> SUPPLIED INFORMATION:
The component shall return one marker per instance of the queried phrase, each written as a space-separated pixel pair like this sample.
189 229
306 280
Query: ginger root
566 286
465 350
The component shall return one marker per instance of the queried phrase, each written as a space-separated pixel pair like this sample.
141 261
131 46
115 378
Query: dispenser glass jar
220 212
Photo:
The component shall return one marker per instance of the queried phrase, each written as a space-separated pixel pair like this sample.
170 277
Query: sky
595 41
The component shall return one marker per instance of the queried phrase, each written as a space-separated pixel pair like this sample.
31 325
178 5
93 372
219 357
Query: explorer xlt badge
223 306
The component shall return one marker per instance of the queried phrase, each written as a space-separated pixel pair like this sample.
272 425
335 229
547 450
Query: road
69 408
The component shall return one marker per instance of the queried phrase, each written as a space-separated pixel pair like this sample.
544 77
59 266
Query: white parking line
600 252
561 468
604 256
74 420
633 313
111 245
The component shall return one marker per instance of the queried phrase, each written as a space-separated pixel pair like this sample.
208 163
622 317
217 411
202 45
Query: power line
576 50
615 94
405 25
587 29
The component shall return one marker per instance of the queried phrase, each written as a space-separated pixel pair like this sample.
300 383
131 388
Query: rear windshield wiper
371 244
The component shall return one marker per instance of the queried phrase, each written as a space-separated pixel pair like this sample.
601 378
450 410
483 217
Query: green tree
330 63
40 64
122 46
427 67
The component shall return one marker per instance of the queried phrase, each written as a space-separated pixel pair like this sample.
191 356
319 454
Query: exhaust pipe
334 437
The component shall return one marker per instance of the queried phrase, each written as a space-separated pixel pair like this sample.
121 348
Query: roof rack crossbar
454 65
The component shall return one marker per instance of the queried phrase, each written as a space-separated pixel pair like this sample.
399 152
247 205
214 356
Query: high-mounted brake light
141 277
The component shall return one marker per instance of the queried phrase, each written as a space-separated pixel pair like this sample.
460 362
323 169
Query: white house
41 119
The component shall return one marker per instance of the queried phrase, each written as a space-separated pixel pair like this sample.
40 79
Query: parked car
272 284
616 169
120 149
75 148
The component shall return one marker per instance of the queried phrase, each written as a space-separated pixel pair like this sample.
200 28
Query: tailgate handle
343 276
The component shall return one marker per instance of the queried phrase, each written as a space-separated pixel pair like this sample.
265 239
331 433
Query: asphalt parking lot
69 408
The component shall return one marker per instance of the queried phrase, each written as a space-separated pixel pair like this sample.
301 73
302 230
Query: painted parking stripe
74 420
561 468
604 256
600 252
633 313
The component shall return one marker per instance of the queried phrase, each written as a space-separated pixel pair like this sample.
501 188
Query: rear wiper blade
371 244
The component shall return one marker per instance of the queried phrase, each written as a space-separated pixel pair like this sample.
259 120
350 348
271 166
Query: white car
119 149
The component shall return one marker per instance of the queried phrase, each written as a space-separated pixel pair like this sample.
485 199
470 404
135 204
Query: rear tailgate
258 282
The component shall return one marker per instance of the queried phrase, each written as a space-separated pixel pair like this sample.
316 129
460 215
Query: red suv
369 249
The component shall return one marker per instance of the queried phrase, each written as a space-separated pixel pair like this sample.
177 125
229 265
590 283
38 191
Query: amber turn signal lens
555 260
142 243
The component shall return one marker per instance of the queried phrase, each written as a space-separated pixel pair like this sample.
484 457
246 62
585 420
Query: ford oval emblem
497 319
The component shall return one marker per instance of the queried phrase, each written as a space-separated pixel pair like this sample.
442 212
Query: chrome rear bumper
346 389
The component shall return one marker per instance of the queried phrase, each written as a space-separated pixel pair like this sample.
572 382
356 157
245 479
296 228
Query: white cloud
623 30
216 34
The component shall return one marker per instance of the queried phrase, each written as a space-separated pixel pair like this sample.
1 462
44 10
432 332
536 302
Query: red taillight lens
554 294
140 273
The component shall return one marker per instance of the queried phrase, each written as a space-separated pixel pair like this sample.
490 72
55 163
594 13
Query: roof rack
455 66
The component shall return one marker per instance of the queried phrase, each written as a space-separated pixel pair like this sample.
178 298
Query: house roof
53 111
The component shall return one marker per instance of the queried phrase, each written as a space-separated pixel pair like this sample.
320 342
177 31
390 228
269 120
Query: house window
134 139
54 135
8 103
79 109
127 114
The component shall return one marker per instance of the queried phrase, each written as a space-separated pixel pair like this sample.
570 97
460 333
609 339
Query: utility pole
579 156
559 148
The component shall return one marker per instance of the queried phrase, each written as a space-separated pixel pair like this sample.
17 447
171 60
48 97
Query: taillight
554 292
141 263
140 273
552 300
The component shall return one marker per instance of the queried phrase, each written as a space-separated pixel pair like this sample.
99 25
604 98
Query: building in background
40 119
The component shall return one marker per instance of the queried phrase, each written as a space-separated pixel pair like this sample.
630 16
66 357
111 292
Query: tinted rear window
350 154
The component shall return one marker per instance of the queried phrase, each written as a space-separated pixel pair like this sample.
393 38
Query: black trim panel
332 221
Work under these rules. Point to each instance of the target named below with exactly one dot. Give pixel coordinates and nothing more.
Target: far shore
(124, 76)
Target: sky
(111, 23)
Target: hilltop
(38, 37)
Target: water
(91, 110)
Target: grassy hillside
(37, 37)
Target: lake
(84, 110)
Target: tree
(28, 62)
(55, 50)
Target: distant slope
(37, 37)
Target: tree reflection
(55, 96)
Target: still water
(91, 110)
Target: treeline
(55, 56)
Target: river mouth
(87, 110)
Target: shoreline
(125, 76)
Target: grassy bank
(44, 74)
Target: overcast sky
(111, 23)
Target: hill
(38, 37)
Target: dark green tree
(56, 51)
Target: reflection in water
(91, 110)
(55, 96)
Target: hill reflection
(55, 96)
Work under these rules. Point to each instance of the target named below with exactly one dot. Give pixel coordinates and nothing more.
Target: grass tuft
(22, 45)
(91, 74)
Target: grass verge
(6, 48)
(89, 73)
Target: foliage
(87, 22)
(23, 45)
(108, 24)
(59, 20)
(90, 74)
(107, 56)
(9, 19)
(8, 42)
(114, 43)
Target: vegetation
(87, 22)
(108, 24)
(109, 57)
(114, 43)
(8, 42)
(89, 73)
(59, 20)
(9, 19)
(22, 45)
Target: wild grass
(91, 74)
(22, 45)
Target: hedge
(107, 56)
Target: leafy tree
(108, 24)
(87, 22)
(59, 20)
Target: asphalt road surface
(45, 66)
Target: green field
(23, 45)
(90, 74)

> PROBLEM TO SOLVE:
Find "Query: tinted rear window" in the entries above, then repeat its line and all lines after it exactly, down to the last line.

> SOLUTION BELOW:
Query: tinted rear window
350 154
The component shall return one marker per instance of the queried phrase, each written as a space-separated pixel pair like this sample.
393 38
Query: black trim panel
332 221
Work under these rules. Point to each instance of the target named below with exactly one dot. Give pixel coordinates and nothing more.
Target: far shore
(124, 76)
Target: sky
(111, 23)
Target: hilltop
(38, 37)
Target: water
(91, 110)
Target: grassy hillside
(37, 37)
Target: lake
(84, 110)
Target: tree
(28, 62)
(55, 50)
Target: distant slope
(37, 37)
Target: tree reflection
(55, 96)
Target: still water
(91, 110)
Target: treeline
(55, 56)
Target: river mouth
(87, 110)
Target: shoreline
(125, 76)
Target: grassy bank
(44, 74)
Target: overcast sky
(111, 23)
Target: hill
(38, 37)
Target: dark green tree
(56, 51)
Target: reflection in water
(91, 110)
(55, 96)
Target: hill reflection
(55, 96)
Work under these rules. Point to each instance of the target named below with exactly one dot. Give pixel coordinates and nothing more.
Target: grass tuft
(22, 45)
(91, 74)
Target: grass verge
(6, 48)
(89, 73)
Target: foliage
(87, 22)
(23, 45)
(108, 24)
(59, 20)
(90, 74)
(107, 56)
(9, 19)
(8, 42)
(114, 43)
Target: vegetation
(87, 22)
(108, 24)
(109, 57)
(114, 43)
(8, 42)
(89, 73)
(59, 20)
(9, 19)
(22, 45)
Target: wild grass
(91, 74)
(22, 45)
Target: hedge
(107, 56)
Target: leafy tree
(108, 24)
(87, 22)
(59, 20)
Target: asphalt road surface
(45, 66)
Target: green field
(23, 45)
(90, 74)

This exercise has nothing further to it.